Harris calls for greater private sector, UWI partnership
PATENTS CREATED by the University of the West Indies (UWI) are going untouched by the private sector.
This was revealed by Professor E. Nigel Harris, vice-chancellor of the UWI as he addressed directors of the Jamaica Chamber of Commerce recently.
Professor Harris' goal was to impress upon the gathering the need to create a more robust partnership between the sector and the university, and to show how such a partnership could propel growth in the region.
"We have the 25 patents. We pay for them every year, but there is no take-up from the private sector. What we are looking for...is how can we form more effective linkages here. We're not capitalising on our resources enough. Maybe we don't know enough about each other," he said.
He suggested a fair or some other forum where members of the private sector can liaise with the university to show what is happening at the tertiary institution and what opportunities were available for merging.
2012-2017 strategic plan
Professor Harris' presentation comes as the university unveils its 2012 to 2017 strategic plan aiming to be globally recognised as an innovative, internationally competitive institution, deeply rooted in all aspects of Caribbean development and committed to serving the people of the region. Noting that the region faced heavy financial challenges, he opined that UWI's role was integral.
"An imperative of our new strategic plan is determining how can the Caribbean better capitalise on the human and knowledge resources of our universities, so that regional competitiveness can be enhanced."
Professor Harris came armed with practical examples of how academia/private sector synergies have worked. Citing the Cocoa Research Unit at Trinidad's St Augustine campus, he related that they had always created innovative products, but never tried to capitalise on them financially. Professor Harris explained how that unit is transforming itself to meet the objectives of the region.
"It (the unit) is changing with the new university dynamic, partnering with private companies and also working with Eastern Caribbean countries to produce exquisite brands of cocoa," he revealed. He also outlined how agricultural scientists from both St Augustine and Mona campuses are aiding St Lucia's agriculture ministry, particularly in assessing the effect of the Black Sigatoka disease on the island's bananas.
"I believe an increasing number of our graduates are doing innovative things and our university's research activities are being translated into initiatives and products," he said. Professor Harris also explained that UWI was re-designing the curriculum to create problem solvers and to equip the approximately 9,000 annual graduates for the world after school.
"We are not training technicians. We are educating students to learn, to learn. In the new world in which these young people will live, they will have to keep reinventing themselves. The jobs available 20 years from now are not even dreamed of today," he suggested.

**AVAILABLE DATA:**
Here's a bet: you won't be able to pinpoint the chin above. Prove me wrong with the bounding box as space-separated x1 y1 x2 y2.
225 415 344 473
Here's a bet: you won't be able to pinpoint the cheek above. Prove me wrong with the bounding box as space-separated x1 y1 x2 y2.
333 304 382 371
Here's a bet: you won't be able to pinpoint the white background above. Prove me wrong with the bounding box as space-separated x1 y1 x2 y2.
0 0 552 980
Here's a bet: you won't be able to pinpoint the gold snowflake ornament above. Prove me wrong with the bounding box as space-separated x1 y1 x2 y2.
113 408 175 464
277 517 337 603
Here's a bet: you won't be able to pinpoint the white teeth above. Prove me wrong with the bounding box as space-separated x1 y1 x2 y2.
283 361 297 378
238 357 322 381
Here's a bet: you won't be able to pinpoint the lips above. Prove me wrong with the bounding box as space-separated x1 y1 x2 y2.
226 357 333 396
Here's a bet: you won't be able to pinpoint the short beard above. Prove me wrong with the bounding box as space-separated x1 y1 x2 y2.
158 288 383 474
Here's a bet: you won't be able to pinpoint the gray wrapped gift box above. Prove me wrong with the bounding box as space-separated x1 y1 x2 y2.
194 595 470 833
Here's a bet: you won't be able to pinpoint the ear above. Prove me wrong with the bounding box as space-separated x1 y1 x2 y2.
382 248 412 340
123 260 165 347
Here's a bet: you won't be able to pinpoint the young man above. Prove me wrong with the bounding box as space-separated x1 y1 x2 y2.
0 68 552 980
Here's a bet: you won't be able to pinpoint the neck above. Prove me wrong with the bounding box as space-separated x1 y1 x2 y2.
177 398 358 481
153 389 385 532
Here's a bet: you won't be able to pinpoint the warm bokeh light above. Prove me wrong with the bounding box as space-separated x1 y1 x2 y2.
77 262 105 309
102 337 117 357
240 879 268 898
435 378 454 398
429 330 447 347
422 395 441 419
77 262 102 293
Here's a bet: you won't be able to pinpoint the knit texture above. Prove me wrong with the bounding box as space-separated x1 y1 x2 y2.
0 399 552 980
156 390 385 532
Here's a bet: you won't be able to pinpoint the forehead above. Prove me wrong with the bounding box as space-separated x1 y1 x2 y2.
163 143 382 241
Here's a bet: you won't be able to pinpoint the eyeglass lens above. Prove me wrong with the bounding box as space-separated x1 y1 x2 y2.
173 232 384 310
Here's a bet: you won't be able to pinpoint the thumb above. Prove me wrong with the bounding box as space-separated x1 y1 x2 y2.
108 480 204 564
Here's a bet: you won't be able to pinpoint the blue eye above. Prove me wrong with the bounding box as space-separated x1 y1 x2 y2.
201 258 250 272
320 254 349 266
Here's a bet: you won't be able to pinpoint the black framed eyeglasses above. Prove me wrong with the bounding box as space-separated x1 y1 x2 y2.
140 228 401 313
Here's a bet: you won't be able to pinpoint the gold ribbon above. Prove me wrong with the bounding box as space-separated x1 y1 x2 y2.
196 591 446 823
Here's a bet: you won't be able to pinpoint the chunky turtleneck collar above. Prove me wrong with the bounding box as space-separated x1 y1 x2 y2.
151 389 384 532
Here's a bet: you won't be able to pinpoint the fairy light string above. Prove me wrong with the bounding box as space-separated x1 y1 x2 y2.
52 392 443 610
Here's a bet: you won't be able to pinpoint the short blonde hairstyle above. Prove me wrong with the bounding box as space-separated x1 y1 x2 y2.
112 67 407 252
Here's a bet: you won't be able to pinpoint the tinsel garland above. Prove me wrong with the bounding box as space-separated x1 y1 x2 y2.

**TASK BRIEF:**
From the article on the UWI and private sector partnership, echo the part that opens with the words containing "Harris calls for" and closes with "by the private sector.". Rely only on the text about the UWI and private sector partnership.

**SOLUTION TO THIS PROBLEM:**
Harris calls for greater private sector, UWI partnership
PATENTS CREATED by the University of the West Indies (UWI) are going untouched by the private sector.